* _Task to complete_
Return the data from the line with "Target: stairway." to the line with "[241,188,453,219]", both lines included, copied character for character. Leave the pictures out of your answer.

* _Input_
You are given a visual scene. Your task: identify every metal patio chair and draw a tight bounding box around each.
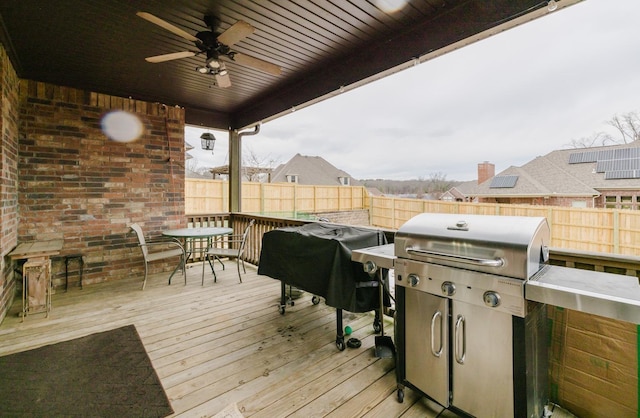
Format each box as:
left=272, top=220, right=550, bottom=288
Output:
left=130, top=224, right=187, bottom=290
left=202, top=219, right=256, bottom=285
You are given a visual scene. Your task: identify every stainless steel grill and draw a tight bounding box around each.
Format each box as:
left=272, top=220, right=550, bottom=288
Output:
left=352, top=214, right=640, bottom=418
left=394, top=214, right=550, bottom=417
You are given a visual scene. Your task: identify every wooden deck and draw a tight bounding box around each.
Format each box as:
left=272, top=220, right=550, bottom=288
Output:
left=0, top=263, right=455, bottom=418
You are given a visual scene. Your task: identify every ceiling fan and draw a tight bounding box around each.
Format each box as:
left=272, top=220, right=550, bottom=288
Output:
left=136, top=12, right=282, bottom=87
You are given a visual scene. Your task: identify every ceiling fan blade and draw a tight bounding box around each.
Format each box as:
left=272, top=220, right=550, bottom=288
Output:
left=136, top=12, right=198, bottom=42
left=145, top=51, right=196, bottom=64
left=218, top=20, right=256, bottom=46
left=229, top=52, right=282, bottom=75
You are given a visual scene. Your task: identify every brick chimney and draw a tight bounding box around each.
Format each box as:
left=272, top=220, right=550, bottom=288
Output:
left=478, top=161, right=496, bottom=184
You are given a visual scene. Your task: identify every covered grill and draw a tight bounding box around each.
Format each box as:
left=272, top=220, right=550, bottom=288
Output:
left=394, top=214, right=550, bottom=417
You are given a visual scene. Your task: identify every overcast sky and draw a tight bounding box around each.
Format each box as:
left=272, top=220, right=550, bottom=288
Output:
left=186, top=0, right=640, bottom=180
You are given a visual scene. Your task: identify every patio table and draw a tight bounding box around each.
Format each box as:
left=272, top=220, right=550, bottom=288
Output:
left=162, top=226, right=233, bottom=274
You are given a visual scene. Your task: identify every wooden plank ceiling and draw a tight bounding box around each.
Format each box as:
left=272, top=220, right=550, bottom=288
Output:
left=0, top=0, right=576, bottom=129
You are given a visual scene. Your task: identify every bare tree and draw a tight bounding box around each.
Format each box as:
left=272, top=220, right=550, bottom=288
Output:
left=242, top=147, right=279, bottom=182
left=567, top=132, right=615, bottom=148
left=567, top=112, right=640, bottom=148
left=607, top=112, right=640, bottom=144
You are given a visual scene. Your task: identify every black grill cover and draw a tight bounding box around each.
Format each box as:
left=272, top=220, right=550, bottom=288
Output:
left=258, top=223, right=389, bottom=312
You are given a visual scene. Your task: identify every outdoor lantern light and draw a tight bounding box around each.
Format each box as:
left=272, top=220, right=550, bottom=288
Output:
left=200, top=132, right=216, bottom=154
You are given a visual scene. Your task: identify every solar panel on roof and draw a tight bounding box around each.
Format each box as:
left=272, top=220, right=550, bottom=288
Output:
left=604, top=170, right=640, bottom=180
left=569, top=147, right=640, bottom=180
left=489, top=176, right=518, bottom=189
left=569, top=151, right=598, bottom=164
left=596, top=158, right=640, bottom=173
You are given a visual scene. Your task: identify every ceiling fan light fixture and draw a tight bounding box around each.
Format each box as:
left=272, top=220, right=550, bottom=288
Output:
left=207, top=58, right=220, bottom=70
left=200, top=132, right=216, bottom=151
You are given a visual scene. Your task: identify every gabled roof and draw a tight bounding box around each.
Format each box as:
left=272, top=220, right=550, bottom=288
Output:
left=271, top=154, right=360, bottom=186
left=466, top=141, right=640, bottom=197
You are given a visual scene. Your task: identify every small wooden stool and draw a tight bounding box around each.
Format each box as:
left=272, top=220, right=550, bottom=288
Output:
left=64, top=254, right=84, bottom=292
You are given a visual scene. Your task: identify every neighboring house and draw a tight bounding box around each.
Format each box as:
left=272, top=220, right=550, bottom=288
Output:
left=464, top=141, right=640, bottom=210
left=271, top=154, right=362, bottom=186
left=438, top=180, right=478, bottom=202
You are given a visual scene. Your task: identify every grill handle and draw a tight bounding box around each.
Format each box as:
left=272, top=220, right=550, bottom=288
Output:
left=431, top=311, right=443, bottom=357
left=454, top=315, right=467, bottom=364
left=405, top=247, right=504, bottom=267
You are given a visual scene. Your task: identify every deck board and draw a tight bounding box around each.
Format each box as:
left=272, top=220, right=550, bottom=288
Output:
left=0, top=263, right=440, bottom=418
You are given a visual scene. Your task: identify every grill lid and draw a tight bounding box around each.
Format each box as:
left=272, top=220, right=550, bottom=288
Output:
left=394, top=213, right=550, bottom=280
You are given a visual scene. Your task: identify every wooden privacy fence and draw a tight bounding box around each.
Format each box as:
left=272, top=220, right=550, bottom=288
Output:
left=185, top=179, right=640, bottom=256
left=185, top=179, right=369, bottom=217
left=369, top=197, right=640, bottom=256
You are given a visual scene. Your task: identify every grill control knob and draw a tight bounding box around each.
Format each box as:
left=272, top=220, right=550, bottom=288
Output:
left=363, top=260, right=378, bottom=274
left=407, top=274, right=420, bottom=287
left=440, top=282, right=456, bottom=296
left=482, top=291, right=500, bottom=308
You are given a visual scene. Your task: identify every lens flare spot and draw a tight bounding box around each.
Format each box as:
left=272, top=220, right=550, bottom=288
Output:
left=102, top=110, right=144, bottom=142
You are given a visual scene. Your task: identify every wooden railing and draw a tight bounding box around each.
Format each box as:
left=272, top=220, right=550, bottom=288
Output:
left=187, top=213, right=640, bottom=279
left=185, top=179, right=640, bottom=256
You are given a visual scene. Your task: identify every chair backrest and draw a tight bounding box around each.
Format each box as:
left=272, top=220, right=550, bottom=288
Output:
left=238, top=219, right=256, bottom=255
left=129, top=224, right=148, bottom=260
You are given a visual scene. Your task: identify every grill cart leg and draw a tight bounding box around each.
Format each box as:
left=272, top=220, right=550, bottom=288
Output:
left=336, top=309, right=345, bottom=351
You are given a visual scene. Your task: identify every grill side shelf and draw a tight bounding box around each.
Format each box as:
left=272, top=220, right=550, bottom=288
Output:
left=525, top=266, right=640, bottom=324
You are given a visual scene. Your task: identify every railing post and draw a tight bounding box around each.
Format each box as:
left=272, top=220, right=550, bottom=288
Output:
left=613, top=209, right=620, bottom=254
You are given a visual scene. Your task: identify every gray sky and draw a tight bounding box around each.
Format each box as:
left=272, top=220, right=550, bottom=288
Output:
left=186, top=0, right=640, bottom=180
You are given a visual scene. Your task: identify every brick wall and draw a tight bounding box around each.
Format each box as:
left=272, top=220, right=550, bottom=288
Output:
left=0, top=45, right=18, bottom=322
left=18, top=80, right=185, bottom=286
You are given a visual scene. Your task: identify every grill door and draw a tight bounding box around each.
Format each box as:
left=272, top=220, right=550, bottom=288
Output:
left=405, top=288, right=450, bottom=406
left=451, top=301, right=512, bottom=417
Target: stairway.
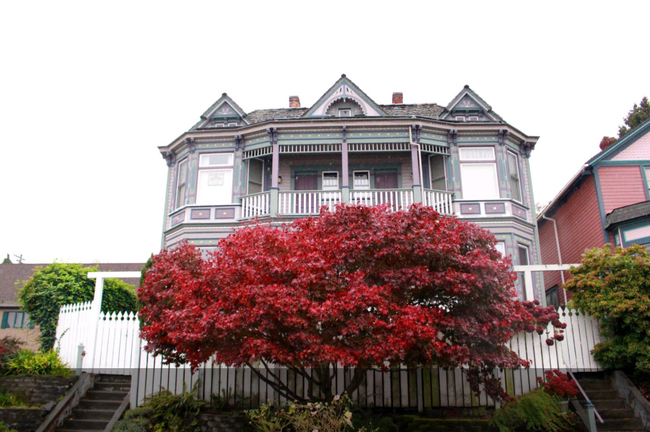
[576,373,644,432]
[56,375,131,432]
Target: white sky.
[0,0,650,263]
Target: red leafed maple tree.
[138,205,562,400]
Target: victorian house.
[160,75,542,298]
[537,120,650,306]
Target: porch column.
[409,125,423,203]
[341,126,350,204]
[266,128,280,217]
[411,143,422,203]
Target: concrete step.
[578,388,619,405]
[79,398,124,411]
[596,417,643,431]
[72,409,115,420]
[84,390,128,401]
[95,374,131,385]
[93,381,131,393]
[598,408,634,420]
[579,378,612,393]
[57,419,109,432]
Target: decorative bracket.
[519,141,535,159]
[235,135,246,150]
[266,128,278,145]
[499,129,510,147]
[185,137,196,154]
[411,125,422,144]
[163,151,176,167]
[447,129,458,145]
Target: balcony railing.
[241,189,453,219]
[350,189,413,211]
[241,192,271,219]
[422,189,454,214]
[278,190,341,215]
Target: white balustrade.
[350,189,413,211]
[241,192,271,219]
[278,190,341,215]
[423,189,454,215]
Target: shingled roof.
[0,263,144,307]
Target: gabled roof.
[191,93,250,130]
[537,116,650,222]
[0,263,144,307]
[441,85,503,121]
[605,201,650,229]
[304,74,386,117]
[587,119,650,165]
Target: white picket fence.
[57,302,602,408]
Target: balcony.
[241,188,453,219]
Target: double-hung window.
[458,147,499,200]
[196,153,234,204]
[508,150,521,202]
[429,155,447,191]
[2,311,34,329]
[174,159,187,208]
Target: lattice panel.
[348,143,411,152]
[244,146,273,159]
[420,144,449,155]
[280,144,341,153]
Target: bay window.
[196,153,234,204]
[174,159,187,209]
[508,150,522,202]
[458,147,499,199]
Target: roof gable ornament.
[304,74,386,117]
[440,85,503,122]
[190,93,250,130]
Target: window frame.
[429,154,448,192]
[458,146,501,200]
[506,150,524,204]
[196,152,235,205]
[321,171,341,191]
[352,170,372,190]
[246,158,266,195]
[174,158,188,210]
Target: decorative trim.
[499,129,510,147]
[266,128,278,145]
[190,208,210,220]
[484,203,506,214]
[235,135,246,150]
[519,141,535,159]
[185,137,196,154]
[411,125,422,144]
[460,203,481,214]
[447,129,458,146]
[163,150,176,168]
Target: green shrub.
[113,407,151,432]
[17,262,136,351]
[564,245,650,374]
[246,396,379,432]
[144,382,205,432]
[0,336,24,370]
[4,349,72,377]
[490,389,570,432]
[0,392,28,408]
[0,422,18,432]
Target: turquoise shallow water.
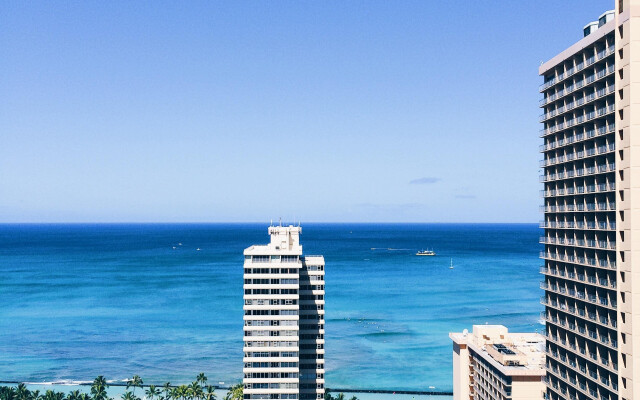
[0,224,543,390]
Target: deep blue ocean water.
[0,224,543,390]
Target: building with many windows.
[243,226,324,400]
[539,0,640,400]
[449,325,545,400]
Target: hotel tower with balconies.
[243,226,324,400]
[539,0,640,400]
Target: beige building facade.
[449,325,545,400]
[243,226,325,400]
[539,0,640,400]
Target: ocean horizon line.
[0,221,539,226]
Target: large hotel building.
[243,226,324,400]
[539,0,640,400]
[449,325,545,400]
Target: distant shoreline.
[0,380,453,396]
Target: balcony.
[540,221,616,231]
[539,236,616,250]
[539,85,615,122]
[540,65,615,107]
[540,104,615,137]
[540,251,616,269]
[546,349,618,390]
[539,46,616,92]
[540,141,616,167]
[541,182,616,198]
[540,162,616,182]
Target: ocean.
[0,224,544,390]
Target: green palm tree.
[127,375,143,395]
[44,390,64,400]
[224,383,244,400]
[91,375,109,400]
[16,383,31,400]
[0,386,16,400]
[67,390,80,400]
[188,381,204,400]
[203,385,217,400]
[196,372,207,386]
[162,382,171,400]
[145,385,160,400]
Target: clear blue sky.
[0,0,614,222]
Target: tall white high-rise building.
[539,0,640,400]
[243,226,324,400]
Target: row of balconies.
[540,123,615,152]
[547,349,618,391]
[540,84,615,122]
[547,341,618,377]
[473,370,511,398]
[540,251,616,269]
[547,359,618,400]
[540,182,616,198]
[540,202,615,214]
[540,45,616,92]
[540,104,615,137]
[543,332,618,376]
[540,221,616,231]
[540,267,617,289]
[539,236,616,250]
[540,65,615,107]
[540,303,618,329]
[540,162,616,182]
[547,364,617,400]
[540,143,616,167]
[541,303,618,330]
[540,282,617,311]
[546,312,618,354]
[540,267,617,289]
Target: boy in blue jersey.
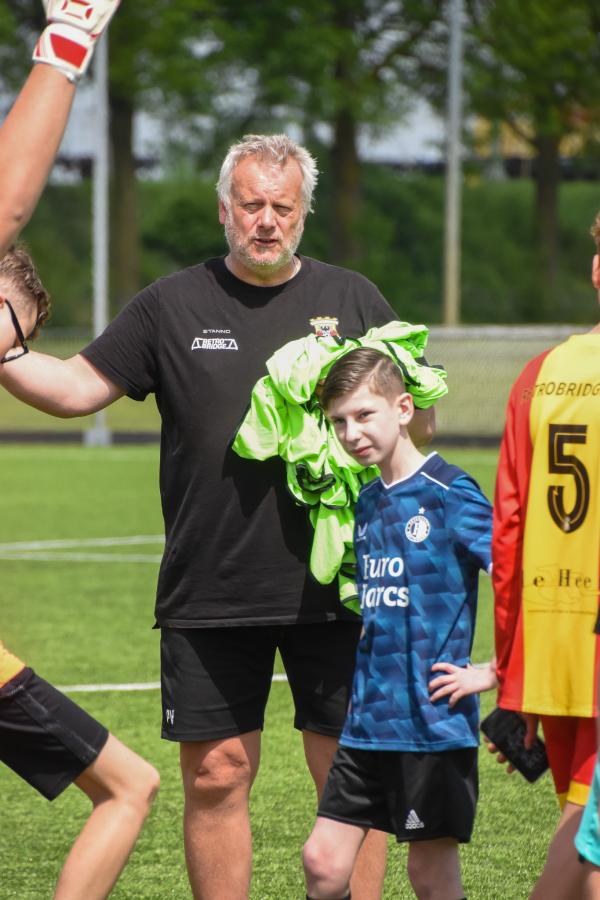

* _Result below_
Target: stairway.
[576,373,644,432]
[56,375,131,432]
Target: white sky.
[0,0,650,263]
Target: red leafed maple tree.
[138,205,562,400]
Target: victorian house.
[160,75,542,298]
[537,120,650,306]
Target: porch column.
[409,125,423,203]
[341,126,350,204]
[266,128,280,217]
[411,143,422,203]
Target: concrete step.
[578,388,619,405]
[79,398,124,411]
[596,417,643,431]
[72,409,115,420]
[84,390,128,401]
[95,374,131,385]
[93,381,131,393]
[598,408,634,420]
[579,378,612,393]
[57,419,109,432]
Target: decorative bracket.
[519,141,535,159]
[235,135,246,150]
[266,128,278,145]
[499,129,510,147]
[185,137,196,154]
[411,125,422,144]
[163,151,176,167]
[447,129,458,145]
Target: balcony railing.
[241,189,453,219]
[350,189,413,211]
[241,192,271,219]
[422,189,454,214]
[278,190,341,215]
Target: white balustrade.
[350,189,413,211]
[241,192,271,219]
[278,190,341,215]
[423,189,454,215]
Target: shingled roof.
[0,263,144,307]
Target: gabled roof.
[191,93,250,130]
[537,116,650,222]
[0,263,144,307]
[441,85,503,121]
[605,201,650,229]
[304,74,386,117]
[587,119,650,165]
Target: white picket fence.
[57,302,602,408]
Target: balcony.
[241,188,453,219]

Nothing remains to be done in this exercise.